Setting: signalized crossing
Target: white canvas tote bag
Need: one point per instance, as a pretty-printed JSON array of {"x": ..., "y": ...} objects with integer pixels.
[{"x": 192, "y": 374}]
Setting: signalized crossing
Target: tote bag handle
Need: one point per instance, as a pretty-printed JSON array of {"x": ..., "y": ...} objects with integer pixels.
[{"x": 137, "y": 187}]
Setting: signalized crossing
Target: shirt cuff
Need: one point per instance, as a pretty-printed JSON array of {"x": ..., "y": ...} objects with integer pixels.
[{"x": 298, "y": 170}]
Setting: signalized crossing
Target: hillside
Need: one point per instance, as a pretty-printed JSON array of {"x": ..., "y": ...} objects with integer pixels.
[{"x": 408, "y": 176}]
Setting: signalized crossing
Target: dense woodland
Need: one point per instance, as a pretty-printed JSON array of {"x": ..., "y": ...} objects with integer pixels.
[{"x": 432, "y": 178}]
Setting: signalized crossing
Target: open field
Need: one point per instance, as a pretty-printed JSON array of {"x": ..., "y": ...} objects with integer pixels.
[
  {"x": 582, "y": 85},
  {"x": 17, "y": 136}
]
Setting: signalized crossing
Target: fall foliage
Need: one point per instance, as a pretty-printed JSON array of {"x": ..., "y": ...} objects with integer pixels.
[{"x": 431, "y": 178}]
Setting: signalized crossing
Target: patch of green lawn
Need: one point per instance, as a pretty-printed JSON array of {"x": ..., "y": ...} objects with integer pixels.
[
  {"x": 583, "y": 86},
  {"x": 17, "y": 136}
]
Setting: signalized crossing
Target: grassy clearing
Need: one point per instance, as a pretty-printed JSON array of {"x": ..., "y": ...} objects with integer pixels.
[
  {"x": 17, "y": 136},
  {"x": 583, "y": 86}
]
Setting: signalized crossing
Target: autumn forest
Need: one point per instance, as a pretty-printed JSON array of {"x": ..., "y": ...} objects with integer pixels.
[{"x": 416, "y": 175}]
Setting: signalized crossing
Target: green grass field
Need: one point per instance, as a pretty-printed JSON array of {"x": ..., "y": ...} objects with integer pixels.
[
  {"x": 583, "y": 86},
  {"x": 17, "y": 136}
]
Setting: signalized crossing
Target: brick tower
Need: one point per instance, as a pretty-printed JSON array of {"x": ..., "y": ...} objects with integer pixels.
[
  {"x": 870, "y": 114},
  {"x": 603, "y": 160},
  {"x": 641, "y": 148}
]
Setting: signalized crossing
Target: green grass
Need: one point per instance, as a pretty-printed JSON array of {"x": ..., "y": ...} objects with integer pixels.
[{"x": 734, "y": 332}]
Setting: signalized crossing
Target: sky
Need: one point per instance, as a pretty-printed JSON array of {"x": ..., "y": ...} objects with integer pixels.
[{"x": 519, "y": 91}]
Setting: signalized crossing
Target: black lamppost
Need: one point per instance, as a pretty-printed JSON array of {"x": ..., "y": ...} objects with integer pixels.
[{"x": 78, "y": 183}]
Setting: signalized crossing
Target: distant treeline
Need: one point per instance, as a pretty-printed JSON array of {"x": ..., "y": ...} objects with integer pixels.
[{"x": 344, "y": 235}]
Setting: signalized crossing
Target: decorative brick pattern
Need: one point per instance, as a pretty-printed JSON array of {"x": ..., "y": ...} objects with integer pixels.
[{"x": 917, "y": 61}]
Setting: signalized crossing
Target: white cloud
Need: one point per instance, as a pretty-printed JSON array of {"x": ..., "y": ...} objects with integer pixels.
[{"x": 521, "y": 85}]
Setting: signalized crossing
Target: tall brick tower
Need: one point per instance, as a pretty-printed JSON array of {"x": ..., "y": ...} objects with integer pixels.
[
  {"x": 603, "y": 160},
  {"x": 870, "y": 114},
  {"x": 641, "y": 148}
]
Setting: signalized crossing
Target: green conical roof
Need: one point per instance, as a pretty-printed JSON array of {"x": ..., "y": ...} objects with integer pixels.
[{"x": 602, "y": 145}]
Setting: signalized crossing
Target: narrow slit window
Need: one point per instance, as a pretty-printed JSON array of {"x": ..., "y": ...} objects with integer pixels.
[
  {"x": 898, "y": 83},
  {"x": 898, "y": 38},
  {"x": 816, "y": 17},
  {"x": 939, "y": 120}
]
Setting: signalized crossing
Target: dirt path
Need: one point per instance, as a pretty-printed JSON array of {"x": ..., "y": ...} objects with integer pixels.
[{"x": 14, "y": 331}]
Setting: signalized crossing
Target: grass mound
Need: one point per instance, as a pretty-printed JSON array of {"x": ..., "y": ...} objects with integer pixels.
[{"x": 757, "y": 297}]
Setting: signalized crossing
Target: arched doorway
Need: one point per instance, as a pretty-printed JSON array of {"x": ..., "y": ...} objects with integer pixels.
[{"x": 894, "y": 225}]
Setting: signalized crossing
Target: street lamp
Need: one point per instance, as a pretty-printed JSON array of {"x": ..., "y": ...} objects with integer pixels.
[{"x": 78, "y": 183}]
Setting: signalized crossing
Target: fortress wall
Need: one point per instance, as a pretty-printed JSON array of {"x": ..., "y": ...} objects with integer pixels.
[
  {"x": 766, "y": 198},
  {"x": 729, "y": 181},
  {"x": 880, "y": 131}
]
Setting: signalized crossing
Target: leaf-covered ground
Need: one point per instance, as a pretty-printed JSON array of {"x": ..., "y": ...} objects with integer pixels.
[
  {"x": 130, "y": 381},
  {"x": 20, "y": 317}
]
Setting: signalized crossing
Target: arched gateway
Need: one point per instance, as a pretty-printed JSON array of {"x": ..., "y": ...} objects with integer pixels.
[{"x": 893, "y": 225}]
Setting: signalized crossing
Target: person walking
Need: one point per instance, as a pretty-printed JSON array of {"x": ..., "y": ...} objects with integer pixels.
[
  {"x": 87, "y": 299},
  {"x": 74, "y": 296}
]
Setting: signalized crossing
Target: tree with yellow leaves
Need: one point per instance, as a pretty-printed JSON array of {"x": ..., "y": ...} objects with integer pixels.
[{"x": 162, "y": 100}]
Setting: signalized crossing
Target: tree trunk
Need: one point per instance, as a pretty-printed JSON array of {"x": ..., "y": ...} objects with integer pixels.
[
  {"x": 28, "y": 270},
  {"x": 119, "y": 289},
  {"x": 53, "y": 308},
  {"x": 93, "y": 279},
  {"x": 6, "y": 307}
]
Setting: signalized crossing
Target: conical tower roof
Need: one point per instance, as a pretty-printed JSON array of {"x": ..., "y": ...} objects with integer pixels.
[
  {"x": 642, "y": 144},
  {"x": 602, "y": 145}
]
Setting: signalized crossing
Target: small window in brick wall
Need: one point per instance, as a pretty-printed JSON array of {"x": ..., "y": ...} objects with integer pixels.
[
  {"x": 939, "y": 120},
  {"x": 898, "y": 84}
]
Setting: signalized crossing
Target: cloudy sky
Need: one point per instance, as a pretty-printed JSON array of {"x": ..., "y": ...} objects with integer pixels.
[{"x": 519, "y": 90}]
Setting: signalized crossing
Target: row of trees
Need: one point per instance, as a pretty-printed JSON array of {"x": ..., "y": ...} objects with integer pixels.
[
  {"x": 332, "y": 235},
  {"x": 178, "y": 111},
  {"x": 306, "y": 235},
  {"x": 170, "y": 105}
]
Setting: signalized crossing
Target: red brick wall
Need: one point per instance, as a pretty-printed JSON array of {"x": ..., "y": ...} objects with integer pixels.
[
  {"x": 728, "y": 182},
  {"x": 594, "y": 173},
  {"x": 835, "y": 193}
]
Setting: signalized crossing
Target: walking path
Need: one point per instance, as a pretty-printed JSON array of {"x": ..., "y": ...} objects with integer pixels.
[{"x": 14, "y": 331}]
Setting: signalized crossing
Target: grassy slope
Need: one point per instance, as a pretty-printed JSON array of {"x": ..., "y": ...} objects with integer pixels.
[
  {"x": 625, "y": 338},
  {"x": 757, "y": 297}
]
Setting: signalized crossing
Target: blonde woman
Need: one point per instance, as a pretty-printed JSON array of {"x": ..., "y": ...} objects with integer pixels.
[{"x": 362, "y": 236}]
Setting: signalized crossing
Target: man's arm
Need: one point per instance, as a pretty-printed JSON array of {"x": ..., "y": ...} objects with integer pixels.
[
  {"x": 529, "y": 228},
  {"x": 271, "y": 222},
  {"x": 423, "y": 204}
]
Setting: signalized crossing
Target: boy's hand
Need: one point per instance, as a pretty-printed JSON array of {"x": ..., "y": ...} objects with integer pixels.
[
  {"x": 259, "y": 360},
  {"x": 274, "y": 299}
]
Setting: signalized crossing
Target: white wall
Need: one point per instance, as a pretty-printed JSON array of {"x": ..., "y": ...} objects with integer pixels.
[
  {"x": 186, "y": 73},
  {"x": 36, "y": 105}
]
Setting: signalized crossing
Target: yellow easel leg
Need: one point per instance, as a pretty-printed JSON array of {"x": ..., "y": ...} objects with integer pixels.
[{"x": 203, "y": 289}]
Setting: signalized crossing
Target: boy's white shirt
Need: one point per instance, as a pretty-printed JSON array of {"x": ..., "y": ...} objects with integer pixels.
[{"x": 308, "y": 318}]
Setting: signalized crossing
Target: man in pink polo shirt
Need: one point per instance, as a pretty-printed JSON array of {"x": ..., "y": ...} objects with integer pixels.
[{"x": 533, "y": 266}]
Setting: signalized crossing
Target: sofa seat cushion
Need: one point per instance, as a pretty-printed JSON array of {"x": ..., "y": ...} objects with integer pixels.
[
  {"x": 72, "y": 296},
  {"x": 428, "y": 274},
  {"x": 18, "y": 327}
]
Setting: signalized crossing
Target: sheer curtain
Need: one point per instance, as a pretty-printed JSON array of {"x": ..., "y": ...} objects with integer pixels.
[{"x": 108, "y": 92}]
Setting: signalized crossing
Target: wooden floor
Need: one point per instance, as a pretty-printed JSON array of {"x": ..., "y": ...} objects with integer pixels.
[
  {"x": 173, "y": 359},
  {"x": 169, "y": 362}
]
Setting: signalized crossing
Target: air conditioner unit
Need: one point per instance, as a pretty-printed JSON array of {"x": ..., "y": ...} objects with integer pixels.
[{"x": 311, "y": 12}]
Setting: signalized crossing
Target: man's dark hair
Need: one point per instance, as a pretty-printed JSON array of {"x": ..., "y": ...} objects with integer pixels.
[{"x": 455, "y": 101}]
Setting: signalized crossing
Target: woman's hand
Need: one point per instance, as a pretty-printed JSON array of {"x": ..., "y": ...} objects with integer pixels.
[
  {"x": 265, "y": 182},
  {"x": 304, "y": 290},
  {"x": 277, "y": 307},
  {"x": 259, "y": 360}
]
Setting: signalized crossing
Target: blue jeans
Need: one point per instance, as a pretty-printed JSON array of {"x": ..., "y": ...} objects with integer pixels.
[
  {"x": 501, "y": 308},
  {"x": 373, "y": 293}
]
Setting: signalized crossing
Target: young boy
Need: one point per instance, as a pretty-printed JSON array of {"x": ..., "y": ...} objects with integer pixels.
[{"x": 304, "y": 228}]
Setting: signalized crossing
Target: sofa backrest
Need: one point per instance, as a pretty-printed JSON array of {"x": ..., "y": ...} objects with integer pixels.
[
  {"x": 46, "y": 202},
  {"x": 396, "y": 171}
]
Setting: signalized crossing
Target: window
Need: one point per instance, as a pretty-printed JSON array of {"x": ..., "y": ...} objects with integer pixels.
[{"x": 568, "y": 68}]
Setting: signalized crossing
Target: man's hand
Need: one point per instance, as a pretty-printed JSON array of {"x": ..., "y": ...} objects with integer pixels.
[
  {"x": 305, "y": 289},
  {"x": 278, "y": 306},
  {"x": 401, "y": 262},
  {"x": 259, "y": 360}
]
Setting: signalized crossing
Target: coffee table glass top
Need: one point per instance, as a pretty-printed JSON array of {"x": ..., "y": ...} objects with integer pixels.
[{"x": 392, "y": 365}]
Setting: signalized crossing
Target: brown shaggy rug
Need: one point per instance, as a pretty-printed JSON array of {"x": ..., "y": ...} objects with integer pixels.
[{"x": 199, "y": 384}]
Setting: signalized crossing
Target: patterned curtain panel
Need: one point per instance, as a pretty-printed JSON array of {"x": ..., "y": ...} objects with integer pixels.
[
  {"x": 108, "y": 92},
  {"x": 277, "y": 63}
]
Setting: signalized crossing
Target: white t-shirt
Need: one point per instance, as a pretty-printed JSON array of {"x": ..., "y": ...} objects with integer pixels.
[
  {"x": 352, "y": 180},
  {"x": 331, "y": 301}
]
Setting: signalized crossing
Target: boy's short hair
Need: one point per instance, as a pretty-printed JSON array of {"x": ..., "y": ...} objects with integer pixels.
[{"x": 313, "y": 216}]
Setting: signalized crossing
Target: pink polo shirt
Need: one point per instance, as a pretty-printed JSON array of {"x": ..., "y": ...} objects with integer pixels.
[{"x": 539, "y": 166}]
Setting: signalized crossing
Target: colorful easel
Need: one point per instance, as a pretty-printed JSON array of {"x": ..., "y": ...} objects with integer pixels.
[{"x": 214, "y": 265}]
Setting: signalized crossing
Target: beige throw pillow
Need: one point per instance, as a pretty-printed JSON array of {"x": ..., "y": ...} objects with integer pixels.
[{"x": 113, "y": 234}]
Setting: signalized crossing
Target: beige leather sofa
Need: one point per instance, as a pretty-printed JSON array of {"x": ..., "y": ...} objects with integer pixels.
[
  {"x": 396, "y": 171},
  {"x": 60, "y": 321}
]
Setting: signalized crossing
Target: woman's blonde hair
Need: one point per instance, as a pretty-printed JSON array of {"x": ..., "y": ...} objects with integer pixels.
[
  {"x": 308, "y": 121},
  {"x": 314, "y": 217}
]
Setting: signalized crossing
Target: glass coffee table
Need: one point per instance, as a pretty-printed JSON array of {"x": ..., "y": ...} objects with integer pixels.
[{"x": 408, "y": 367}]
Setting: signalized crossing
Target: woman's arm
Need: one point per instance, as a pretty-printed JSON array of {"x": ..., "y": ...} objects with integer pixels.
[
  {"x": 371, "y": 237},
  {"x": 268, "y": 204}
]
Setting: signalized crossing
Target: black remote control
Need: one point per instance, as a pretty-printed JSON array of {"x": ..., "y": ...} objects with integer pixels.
=-=-=-=-=
* EXERCISE DETAILS
Count the lines in the rows above that contain the string "woman", with case taken into account. Reply with only the number.

* RESPONSE TO THE EXERCISE
4